Saved entries
• • •

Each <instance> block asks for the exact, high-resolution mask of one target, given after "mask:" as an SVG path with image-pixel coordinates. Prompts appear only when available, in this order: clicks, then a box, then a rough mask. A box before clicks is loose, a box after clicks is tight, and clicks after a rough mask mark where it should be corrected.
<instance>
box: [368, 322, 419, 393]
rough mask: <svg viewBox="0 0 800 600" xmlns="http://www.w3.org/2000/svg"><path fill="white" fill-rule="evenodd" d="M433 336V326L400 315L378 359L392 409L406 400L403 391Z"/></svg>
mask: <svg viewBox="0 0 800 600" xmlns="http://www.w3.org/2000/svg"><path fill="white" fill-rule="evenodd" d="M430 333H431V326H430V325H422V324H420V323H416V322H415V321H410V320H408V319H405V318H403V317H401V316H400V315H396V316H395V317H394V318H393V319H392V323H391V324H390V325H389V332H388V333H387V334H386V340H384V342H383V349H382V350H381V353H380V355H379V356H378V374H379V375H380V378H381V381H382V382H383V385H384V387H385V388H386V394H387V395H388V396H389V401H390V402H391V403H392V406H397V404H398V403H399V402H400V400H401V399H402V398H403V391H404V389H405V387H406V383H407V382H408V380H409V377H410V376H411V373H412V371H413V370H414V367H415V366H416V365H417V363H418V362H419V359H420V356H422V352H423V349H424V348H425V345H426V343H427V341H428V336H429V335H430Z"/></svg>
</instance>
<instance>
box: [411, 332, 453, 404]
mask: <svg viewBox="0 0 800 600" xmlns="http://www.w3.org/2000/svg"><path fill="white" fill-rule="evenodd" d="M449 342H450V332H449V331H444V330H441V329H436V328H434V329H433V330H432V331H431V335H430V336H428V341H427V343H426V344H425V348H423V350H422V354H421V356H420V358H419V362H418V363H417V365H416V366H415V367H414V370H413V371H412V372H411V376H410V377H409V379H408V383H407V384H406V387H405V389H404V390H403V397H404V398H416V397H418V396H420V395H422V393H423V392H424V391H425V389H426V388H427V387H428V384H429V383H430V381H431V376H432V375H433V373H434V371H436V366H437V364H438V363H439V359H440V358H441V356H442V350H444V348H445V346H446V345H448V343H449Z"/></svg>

• • •

→ **Task to complete**
Write out every line of the items above as a numbered list, leaving out any blank lines.

→ **Solution to this exercise**
1. Each <instance> block asks for the exact, high-resolution mask of one target, given after "mask:" as an SVG path with image-pixel coordinates. Prompts appear only when available, in this order: clicks, then a box, then a rough mask. A box before clicks is loose, a box after clicks is tight, and clicks after a rough mask mark where it should be corrected.
2. <instance>
3. box: [368, 322, 419, 393]
4. rough mask: <svg viewBox="0 0 800 600" xmlns="http://www.w3.org/2000/svg"><path fill="white" fill-rule="evenodd" d="M433 336V326L400 315L378 359L392 409L406 400L403 391Z"/></svg>
5. mask: <svg viewBox="0 0 800 600" xmlns="http://www.w3.org/2000/svg"><path fill="white" fill-rule="evenodd" d="M430 333H431V326H430V325H422V324H420V323H416V322H415V321H410V320H408V319H405V318H403V317H401V316H400V315H396V316H395V317H394V318H393V319H392V323H391V324H390V325H389V332H388V333H387V334H386V340H384V342H383V349H382V350H381V353H380V355H379V356H378V374H379V375H380V378H381V381H382V382H383V385H384V387H385V388H386V394H387V395H388V396H389V401H390V402H391V403H392V406H397V404H398V403H399V402H400V400H401V399H402V398H403V391H404V389H405V387H406V383H407V382H408V380H409V377H410V376H411V373H412V371H413V370H414V367H415V366H416V365H417V363H418V362H419V359H420V356H422V352H423V349H424V348H425V345H426V343H427V341H428V336H429V335H430Z"/></svg>
6. </instance>
7. <instance>
8. box: [411, 332, 453, 404]
9. mask: <svg viewBox="0 0 800 600" xmlns="http://www.w3.org/2000/svg"><path fill="white" fill-rule="evenodd" d="M449 342H450V332H449V331H444V330H441V329H436V328H434V329H433V330H432V331H431V335H430V336H428V341H427V343H426V344H425V348H423V350H422V354H421V356H420V358H419V362H418V363H417V365H416V366H415V367H414V370H413V371H412V372H411V376H410V377H409V379H408V383H407V384H406V387H405V389H404V390H403V397H404V398H416V397H418V396H420V395H422V393H423V392H424V391H425V389H426V388H427V387H428V384H429V383H430V381H431V376H432V375H433V373H434V371H436V366H437V364H438V363H439V359H440V358H441V356H442V350H444V348H445V346H446V345H448V343H449Z"/></svg>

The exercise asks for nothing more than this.